(Dataset excerpt)
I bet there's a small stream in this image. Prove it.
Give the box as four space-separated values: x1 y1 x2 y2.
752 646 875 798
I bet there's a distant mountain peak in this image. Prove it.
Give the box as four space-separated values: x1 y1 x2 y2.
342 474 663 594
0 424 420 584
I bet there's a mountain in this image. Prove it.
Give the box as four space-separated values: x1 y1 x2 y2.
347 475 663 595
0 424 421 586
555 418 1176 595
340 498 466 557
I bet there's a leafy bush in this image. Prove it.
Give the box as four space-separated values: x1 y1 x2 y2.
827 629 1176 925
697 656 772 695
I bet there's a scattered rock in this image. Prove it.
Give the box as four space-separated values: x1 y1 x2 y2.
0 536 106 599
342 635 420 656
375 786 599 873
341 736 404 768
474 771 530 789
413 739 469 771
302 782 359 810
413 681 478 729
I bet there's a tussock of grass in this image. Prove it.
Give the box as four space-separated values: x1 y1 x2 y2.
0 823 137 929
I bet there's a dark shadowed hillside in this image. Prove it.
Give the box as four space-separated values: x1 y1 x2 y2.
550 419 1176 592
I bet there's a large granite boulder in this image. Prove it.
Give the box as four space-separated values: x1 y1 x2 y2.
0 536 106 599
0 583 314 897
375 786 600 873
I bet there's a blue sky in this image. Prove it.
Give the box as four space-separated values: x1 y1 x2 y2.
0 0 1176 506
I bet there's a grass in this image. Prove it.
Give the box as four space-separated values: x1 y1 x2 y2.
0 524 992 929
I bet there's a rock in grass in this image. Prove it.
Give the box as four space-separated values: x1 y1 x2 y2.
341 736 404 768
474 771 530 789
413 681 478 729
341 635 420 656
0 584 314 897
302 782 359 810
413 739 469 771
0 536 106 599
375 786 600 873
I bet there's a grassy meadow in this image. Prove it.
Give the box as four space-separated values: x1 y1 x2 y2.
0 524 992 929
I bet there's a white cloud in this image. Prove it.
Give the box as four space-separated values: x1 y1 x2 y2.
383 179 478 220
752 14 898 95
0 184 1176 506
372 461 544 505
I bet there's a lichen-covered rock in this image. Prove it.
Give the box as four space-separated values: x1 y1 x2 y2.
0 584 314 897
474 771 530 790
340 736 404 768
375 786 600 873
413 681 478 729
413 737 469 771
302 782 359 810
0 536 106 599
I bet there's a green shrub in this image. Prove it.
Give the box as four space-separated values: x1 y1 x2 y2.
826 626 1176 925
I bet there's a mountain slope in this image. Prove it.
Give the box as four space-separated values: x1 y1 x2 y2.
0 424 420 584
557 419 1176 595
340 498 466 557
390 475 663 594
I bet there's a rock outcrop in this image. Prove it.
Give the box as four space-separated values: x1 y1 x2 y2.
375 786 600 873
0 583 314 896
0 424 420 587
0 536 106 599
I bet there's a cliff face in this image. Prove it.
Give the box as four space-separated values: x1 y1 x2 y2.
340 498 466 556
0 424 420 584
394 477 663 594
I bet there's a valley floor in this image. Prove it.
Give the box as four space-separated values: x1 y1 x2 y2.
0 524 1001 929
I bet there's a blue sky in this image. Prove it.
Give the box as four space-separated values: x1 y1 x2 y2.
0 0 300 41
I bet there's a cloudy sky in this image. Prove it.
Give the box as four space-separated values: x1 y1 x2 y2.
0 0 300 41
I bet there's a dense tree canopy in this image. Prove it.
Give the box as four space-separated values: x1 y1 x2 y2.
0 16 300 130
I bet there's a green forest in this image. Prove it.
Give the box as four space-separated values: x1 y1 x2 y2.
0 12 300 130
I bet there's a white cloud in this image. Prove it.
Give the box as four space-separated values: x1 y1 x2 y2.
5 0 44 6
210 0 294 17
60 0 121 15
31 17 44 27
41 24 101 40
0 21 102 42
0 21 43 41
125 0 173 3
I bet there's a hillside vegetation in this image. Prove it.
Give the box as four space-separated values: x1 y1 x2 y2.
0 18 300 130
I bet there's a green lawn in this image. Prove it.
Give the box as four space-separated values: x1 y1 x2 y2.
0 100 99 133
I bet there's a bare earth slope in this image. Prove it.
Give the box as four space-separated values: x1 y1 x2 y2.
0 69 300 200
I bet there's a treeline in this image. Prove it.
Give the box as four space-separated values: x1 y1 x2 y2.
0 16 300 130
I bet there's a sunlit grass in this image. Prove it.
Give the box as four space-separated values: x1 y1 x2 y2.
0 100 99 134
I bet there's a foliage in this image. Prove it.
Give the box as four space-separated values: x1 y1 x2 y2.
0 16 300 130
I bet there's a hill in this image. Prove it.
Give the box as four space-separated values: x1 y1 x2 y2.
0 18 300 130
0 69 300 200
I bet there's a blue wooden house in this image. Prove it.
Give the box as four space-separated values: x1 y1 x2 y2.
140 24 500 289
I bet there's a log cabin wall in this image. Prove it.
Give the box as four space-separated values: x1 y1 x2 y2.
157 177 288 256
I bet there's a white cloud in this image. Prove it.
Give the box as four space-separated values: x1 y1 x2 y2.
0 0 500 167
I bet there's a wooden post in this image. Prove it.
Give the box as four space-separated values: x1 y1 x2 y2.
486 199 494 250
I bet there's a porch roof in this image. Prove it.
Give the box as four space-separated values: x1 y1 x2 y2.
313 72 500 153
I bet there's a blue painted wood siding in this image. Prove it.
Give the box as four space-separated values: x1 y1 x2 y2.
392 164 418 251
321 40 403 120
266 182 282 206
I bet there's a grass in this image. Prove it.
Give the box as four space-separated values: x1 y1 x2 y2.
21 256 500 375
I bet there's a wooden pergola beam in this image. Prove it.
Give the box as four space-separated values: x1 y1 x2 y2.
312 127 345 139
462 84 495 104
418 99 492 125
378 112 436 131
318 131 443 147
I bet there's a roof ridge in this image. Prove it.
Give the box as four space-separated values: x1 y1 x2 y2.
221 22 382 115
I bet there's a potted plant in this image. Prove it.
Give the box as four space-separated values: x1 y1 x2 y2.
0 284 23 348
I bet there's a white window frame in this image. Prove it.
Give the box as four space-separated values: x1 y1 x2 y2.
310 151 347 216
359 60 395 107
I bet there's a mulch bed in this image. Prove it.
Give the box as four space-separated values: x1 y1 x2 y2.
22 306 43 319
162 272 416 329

==

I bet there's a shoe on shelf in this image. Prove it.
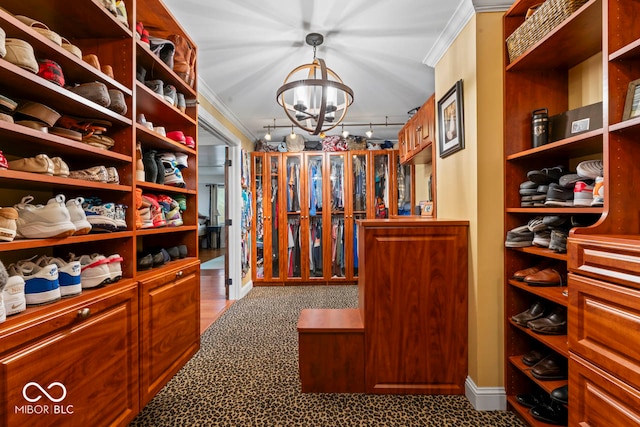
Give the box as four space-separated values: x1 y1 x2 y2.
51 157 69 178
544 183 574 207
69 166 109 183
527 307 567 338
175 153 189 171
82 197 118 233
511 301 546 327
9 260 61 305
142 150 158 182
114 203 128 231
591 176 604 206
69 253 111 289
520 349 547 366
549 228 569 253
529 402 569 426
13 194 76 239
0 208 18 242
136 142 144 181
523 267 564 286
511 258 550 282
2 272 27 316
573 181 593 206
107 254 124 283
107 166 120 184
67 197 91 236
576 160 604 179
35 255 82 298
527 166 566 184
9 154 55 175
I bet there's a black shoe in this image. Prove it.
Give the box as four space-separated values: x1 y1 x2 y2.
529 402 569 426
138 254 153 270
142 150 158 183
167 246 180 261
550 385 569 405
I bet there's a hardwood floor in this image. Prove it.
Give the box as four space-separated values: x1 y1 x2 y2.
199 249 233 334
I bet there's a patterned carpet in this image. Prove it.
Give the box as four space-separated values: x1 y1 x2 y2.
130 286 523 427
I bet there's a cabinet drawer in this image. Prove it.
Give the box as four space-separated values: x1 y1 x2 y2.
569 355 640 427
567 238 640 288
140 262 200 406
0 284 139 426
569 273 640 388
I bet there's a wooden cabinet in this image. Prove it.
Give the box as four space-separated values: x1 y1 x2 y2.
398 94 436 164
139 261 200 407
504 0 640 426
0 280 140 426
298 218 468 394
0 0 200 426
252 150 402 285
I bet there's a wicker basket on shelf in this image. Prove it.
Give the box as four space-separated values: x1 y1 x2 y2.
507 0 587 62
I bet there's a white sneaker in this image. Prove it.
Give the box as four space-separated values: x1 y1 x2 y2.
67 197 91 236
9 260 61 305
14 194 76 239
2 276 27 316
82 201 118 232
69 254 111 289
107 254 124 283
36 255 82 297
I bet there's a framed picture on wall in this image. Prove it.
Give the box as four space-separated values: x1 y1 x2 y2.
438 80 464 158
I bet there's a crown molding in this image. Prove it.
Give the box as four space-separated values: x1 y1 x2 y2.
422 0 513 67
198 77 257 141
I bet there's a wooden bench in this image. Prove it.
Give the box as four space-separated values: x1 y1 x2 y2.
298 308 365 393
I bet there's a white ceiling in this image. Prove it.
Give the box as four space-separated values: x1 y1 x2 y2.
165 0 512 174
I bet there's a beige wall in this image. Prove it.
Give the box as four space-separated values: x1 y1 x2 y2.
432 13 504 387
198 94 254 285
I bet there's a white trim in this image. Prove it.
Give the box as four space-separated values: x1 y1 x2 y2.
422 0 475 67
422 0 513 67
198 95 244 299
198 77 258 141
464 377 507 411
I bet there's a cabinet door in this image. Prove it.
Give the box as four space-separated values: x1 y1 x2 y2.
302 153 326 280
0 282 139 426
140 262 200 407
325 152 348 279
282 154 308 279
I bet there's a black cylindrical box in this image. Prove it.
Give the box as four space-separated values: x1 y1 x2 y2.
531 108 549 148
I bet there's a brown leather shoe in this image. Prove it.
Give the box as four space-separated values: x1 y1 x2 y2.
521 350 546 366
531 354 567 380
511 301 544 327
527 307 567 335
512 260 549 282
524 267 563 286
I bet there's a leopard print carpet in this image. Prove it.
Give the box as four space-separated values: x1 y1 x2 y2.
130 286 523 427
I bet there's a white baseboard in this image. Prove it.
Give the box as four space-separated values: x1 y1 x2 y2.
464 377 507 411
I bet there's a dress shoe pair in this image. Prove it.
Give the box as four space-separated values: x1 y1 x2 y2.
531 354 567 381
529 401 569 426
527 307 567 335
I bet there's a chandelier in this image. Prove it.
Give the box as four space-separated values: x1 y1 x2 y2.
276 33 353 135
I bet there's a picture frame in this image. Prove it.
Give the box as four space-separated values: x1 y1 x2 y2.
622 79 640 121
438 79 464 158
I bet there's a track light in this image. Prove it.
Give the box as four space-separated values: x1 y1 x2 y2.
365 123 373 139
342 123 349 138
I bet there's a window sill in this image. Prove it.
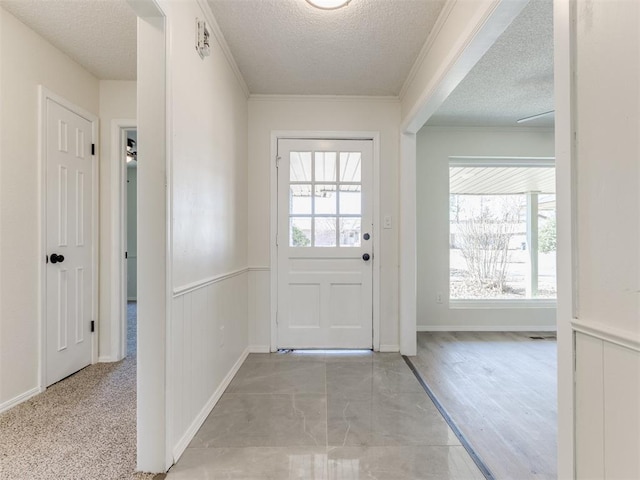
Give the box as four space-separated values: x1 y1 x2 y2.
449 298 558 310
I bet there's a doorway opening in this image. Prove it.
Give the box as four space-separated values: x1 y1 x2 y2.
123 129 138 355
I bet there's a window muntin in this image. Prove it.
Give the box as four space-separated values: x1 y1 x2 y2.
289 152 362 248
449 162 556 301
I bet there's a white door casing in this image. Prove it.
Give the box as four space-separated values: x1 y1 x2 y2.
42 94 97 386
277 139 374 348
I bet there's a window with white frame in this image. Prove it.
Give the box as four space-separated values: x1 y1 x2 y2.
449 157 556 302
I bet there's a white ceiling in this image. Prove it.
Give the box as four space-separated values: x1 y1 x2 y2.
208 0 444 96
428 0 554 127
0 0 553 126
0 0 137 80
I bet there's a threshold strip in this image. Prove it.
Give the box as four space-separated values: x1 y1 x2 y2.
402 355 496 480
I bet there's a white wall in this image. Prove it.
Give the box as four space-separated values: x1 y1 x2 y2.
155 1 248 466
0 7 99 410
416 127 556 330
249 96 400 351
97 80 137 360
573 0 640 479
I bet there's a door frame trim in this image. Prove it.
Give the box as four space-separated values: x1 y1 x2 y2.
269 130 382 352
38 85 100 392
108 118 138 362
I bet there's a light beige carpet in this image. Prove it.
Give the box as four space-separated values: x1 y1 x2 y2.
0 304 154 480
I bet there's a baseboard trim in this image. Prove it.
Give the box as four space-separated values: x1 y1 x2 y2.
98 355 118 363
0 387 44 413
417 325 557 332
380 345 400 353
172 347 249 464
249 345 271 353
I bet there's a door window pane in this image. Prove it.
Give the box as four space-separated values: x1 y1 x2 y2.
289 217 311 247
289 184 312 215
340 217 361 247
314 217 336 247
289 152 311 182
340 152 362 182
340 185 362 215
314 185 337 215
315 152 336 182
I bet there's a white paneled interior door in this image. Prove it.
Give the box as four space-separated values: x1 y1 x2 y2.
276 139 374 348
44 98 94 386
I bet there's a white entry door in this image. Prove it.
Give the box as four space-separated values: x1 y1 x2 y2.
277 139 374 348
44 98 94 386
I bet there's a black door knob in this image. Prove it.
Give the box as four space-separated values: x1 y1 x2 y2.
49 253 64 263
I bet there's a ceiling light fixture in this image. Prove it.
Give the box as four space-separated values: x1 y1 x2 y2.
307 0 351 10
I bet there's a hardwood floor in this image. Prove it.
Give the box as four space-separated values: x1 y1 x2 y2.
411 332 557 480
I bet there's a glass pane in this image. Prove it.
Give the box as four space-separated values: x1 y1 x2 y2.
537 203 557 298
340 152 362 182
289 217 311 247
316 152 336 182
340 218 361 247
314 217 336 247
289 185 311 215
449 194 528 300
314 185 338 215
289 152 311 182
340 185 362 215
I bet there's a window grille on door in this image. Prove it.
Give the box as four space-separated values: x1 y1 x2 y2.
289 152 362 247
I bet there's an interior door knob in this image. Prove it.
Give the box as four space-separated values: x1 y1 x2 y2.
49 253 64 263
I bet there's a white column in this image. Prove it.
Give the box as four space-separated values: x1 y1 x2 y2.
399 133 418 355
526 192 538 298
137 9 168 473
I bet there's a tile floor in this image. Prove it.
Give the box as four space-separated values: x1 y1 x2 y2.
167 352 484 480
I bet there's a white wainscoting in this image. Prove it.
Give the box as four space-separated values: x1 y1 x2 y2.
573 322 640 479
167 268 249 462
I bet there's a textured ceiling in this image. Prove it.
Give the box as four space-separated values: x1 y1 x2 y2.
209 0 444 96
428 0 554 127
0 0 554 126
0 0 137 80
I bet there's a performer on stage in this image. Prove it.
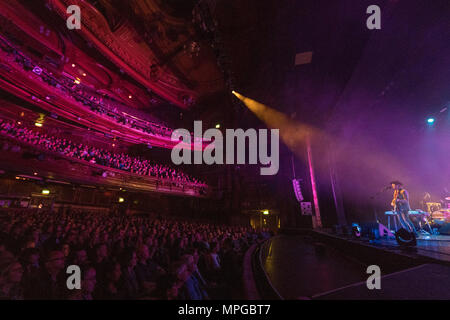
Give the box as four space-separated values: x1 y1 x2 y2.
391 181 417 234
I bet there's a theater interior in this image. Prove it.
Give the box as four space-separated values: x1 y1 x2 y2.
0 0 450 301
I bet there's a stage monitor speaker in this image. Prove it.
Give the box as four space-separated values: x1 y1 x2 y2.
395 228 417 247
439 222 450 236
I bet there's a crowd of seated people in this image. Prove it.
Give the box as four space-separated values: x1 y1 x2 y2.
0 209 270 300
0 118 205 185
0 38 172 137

* * *

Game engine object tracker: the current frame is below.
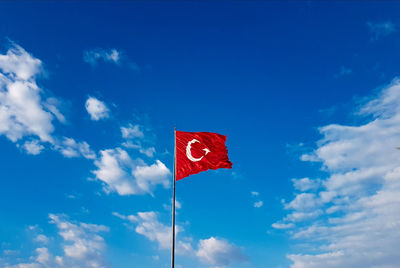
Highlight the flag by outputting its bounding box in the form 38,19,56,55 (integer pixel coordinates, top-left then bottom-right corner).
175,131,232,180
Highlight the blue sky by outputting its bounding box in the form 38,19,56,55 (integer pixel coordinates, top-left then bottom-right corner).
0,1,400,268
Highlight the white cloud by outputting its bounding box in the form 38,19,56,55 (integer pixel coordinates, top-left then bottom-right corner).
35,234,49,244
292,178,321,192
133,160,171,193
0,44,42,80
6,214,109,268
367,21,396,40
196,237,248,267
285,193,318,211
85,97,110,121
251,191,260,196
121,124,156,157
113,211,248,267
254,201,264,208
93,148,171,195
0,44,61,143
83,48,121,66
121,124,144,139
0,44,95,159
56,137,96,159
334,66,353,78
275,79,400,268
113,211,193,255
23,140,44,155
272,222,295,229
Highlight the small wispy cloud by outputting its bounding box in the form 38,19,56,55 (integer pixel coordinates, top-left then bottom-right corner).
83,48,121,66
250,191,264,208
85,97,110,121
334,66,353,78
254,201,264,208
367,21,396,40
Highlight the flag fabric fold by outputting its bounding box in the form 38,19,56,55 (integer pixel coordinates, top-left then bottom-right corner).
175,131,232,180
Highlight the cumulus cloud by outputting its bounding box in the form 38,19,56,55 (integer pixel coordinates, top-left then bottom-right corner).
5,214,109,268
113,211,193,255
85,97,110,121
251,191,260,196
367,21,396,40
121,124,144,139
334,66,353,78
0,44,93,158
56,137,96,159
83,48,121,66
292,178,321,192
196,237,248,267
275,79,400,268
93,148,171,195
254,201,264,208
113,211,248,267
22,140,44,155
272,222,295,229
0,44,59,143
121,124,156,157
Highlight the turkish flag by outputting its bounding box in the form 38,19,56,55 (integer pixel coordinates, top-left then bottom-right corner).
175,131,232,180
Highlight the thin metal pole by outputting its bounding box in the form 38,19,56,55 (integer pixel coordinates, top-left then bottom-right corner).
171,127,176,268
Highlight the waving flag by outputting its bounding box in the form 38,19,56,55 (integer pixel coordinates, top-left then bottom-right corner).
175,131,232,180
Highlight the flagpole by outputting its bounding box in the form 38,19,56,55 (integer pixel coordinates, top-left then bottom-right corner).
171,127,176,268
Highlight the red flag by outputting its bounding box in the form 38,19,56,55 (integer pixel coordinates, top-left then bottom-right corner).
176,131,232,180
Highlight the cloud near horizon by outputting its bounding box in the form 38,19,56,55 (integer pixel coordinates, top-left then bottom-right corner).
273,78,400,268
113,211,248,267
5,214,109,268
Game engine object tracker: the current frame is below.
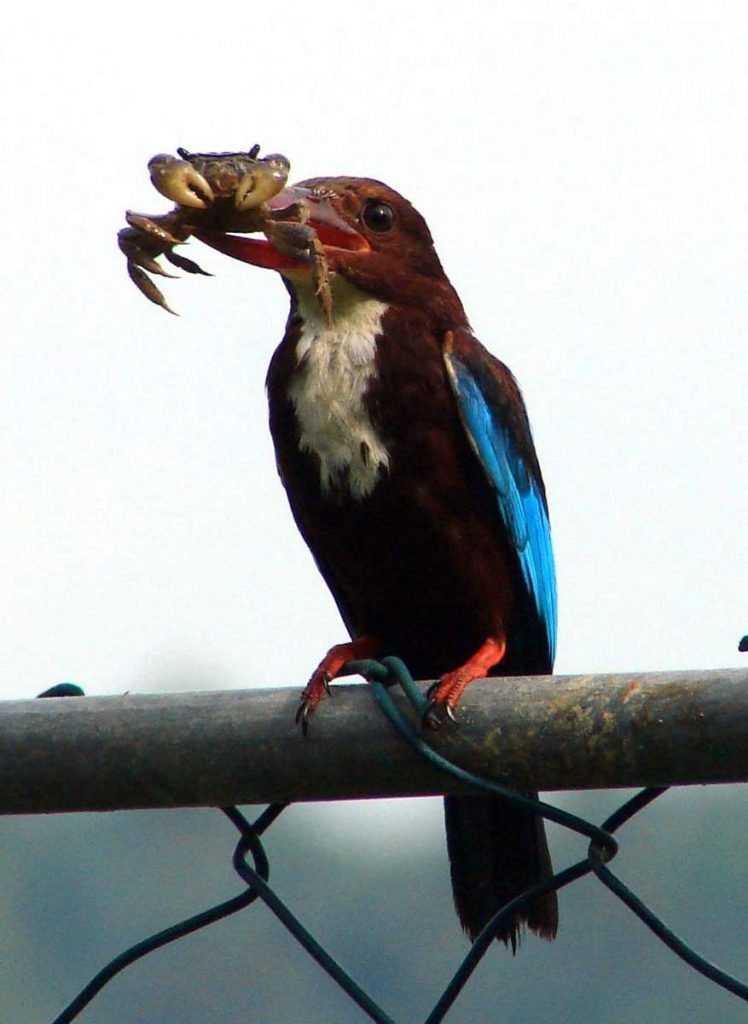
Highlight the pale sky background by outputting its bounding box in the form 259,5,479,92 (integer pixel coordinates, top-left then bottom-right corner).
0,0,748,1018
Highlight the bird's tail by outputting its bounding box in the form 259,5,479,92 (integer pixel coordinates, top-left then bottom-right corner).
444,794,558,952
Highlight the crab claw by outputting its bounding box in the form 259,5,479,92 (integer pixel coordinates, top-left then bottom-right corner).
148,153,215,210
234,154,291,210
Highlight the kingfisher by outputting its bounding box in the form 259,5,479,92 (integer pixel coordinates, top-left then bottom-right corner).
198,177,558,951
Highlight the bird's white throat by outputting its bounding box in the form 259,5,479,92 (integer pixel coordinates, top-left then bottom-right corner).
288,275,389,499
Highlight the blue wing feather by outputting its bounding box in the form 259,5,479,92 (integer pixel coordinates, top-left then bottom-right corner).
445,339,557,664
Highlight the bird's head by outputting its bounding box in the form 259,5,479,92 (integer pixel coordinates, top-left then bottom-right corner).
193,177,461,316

DIRECTIVE
Put the lines from the one containing "I bet there's a mulch" through the one containing "162 272 416 329", both included, into a numbered list, leaving out any blank lines.

ANSWER
1. I bet there's a mulch bed in this image. Prove it.
2. Give the box as four space-separated values: x1 y1 x2 y2.
3. 22 306 43 319
4. 162 272 416 329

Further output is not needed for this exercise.